## Problem
Could you output the stretch of the data below from the line containing "Annotation guideline. For every instance of the overcast" through the line containing "[(258, 39)]" as a Markdown table with the columns Row and Line, numbering each line and leaving out blank ones?

## begin Data shown

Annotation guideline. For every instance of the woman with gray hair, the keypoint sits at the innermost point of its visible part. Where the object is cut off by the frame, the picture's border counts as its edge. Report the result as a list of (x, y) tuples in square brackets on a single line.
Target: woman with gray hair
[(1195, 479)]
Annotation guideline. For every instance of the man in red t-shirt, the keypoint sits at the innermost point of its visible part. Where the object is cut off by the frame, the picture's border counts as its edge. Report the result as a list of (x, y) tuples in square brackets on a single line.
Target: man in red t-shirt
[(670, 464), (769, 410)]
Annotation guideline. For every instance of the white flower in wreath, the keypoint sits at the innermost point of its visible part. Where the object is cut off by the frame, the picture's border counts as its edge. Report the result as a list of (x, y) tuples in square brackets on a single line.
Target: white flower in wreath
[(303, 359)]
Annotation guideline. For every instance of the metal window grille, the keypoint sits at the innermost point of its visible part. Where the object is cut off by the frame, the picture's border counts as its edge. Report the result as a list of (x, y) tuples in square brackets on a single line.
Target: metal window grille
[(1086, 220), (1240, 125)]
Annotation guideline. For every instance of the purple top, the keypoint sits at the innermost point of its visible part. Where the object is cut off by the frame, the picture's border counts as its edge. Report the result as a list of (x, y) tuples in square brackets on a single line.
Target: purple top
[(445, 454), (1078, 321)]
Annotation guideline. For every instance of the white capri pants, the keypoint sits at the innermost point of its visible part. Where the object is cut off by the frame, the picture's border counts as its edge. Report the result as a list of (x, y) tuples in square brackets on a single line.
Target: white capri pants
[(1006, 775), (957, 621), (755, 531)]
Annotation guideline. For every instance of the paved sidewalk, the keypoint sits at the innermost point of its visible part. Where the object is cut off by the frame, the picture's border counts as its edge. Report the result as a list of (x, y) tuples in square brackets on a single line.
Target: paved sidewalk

## end Data shown
## begin Data shown

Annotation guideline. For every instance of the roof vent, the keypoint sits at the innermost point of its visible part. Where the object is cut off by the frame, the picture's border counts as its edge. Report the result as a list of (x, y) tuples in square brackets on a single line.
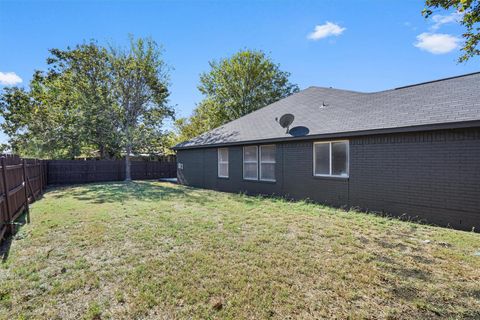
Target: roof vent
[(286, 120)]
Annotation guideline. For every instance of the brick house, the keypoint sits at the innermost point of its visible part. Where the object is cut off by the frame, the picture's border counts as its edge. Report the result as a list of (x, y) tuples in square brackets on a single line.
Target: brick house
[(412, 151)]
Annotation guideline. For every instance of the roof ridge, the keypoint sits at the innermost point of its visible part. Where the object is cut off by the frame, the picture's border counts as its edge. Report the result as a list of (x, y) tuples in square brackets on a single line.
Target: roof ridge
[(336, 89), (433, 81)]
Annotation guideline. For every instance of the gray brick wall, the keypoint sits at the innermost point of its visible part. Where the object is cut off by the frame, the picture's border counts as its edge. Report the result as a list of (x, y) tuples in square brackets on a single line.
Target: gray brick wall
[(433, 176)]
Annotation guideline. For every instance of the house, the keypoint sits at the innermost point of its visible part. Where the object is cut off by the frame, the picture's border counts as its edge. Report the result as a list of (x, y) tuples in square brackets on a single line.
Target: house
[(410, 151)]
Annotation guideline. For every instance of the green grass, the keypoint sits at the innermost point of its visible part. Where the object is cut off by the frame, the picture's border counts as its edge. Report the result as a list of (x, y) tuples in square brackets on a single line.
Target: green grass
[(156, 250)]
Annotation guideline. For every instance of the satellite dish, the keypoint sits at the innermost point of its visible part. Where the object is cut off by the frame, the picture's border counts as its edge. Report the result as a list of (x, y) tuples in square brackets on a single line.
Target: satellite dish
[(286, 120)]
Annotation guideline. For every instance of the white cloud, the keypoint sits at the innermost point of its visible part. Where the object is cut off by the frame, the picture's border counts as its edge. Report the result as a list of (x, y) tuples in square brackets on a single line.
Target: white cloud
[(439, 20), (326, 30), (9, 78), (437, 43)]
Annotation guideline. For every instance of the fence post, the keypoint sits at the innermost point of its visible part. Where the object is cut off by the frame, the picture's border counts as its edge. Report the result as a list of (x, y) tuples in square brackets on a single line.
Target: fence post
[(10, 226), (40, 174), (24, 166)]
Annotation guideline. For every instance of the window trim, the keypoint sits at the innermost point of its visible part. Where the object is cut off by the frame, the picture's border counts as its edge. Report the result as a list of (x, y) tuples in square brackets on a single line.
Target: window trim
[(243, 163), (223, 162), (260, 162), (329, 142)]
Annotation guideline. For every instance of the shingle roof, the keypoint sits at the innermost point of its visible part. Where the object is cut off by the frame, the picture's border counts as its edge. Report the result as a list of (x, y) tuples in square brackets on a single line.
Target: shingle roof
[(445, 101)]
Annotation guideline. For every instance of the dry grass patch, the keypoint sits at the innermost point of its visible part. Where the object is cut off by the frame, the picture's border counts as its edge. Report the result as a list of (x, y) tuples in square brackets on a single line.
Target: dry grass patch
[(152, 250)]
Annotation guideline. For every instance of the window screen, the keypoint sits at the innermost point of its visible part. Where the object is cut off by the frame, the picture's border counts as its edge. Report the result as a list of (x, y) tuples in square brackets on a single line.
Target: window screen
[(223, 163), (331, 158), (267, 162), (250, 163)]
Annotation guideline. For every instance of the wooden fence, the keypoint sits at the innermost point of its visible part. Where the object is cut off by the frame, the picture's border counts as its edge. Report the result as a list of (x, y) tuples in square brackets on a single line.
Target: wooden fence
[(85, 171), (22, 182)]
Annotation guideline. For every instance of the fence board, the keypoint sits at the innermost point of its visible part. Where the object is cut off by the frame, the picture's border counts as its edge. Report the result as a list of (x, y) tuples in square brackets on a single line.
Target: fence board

## end Data shown
## begin Data shown

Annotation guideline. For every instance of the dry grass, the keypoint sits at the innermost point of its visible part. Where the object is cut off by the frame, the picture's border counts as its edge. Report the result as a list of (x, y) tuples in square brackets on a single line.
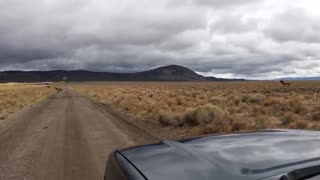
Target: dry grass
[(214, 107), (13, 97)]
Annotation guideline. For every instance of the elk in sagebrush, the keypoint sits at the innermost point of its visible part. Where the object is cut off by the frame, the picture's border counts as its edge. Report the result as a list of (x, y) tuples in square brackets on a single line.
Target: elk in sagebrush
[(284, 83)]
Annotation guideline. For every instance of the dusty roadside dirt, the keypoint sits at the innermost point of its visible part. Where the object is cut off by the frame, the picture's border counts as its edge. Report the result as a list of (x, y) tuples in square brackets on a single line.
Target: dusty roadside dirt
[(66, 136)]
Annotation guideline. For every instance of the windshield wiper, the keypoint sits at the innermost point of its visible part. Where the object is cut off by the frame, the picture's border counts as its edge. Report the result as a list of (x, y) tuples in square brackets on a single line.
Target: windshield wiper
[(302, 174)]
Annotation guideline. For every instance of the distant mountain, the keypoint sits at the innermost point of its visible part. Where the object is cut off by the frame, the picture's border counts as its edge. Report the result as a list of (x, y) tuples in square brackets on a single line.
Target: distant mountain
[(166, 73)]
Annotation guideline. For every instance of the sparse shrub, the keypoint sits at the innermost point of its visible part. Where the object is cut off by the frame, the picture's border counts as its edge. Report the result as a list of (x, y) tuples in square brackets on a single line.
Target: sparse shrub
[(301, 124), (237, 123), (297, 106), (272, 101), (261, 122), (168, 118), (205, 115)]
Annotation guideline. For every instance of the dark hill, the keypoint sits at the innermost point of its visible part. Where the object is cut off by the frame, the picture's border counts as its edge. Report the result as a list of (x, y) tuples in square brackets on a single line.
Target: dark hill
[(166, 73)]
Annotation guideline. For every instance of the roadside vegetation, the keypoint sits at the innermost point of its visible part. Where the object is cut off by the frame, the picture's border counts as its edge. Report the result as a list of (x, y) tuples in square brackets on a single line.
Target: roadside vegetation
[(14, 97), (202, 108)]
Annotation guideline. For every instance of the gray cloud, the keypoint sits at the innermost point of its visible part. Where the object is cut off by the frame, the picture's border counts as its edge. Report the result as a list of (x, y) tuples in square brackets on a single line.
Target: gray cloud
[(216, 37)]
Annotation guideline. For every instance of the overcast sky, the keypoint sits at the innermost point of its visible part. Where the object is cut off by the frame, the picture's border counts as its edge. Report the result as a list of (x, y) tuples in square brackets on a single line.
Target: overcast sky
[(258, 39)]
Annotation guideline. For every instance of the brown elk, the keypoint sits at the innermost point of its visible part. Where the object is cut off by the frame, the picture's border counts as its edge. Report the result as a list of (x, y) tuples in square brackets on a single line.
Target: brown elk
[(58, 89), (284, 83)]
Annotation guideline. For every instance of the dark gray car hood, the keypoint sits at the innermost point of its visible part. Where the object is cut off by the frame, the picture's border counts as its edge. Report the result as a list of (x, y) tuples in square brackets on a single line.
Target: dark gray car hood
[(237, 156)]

## end Data shown

## Result for this exercise
| Row | Line |
|---|---|
| 1 | Annotation guideline. For every instance of the overcast sky, the keypoint sits at the innermost point of its visible part. Where the object is cut off by the frame, the picture's border counts as its edge. Report the result as a list of (x, y) tuples in square brackets on a single line. |
| 2 | Target: overcast sky |
| 3 | [(258, 39)] |